### Tasks to carry out
1: Name every person mentioned in the David Prever biography other than Prever himself.
2: From the David Prever biography, extract the part that opens with the words containing "Returning to London, he" and closes with "York Festival Award.".

David Prever (born ca. 1967) is a four time Sony Award winning radio presenter, and thriller author.

Early life
David was born in London and grew up in Chigwell, Essex. He was educated at Bancroft's School in Woodford Green and attended the Sylvia Young Theatre School, appearing in an episode of The Saint with Ian Ogilvy. He left school at 17 to follow a career in broadcasting.

Radio 
Prever joined Northampton’s Hereward Radio in 1984, before moving to GWR Radio in Bath and Bristol. This was followed by five years in the North East at Newcastle's Metro FM. 
Returning to London, he worked for Jazz FM hosting Saturday nights and then weekend breakfast, before taking over the weekday breakfast show where he won a New York Festival Award. 
Poached by Chrysalis Radio, he joined Heart 106.2 initially on mid-mornings and then the breakfast show with Jon Davis and Kara Noble, winning a Sony Gold Award.
He left Heart to join Magic 105.4 on Drivetime before landing the afternoon show on the relaunched LBC 97.3
Since leaving LBC in 2005, he has worked for Talksport, Smooth Radio and BBC London, Berkshire, Northampton and Three Counties Radio.

### Data

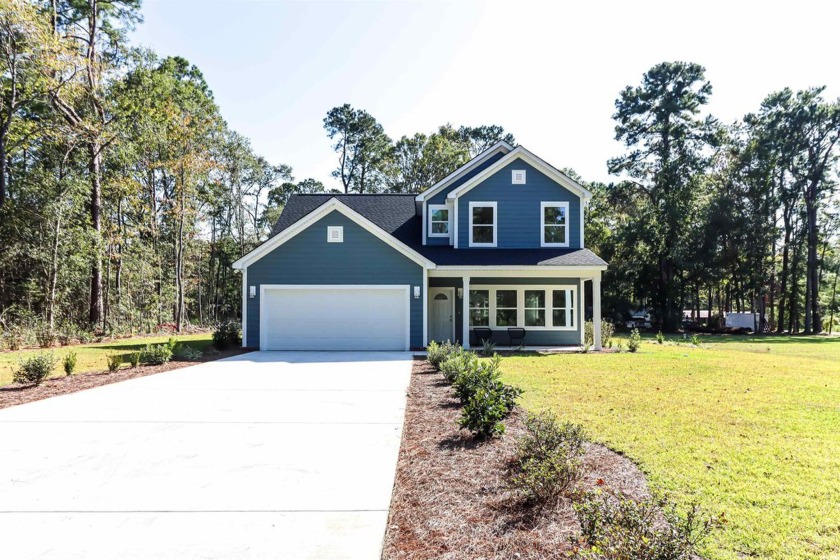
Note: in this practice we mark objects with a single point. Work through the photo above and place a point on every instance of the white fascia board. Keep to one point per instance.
(523, 154)
(331, 205)
(466, 168)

### Final results
1:
Ian Ogilvy
Jon Davis
Kara Noble

2:
Returning to London, he worked for Jazz FM hosting Saturday nights and then weekend breakfast, before taking over the weekday breakfast show where he won a New York Festival Award.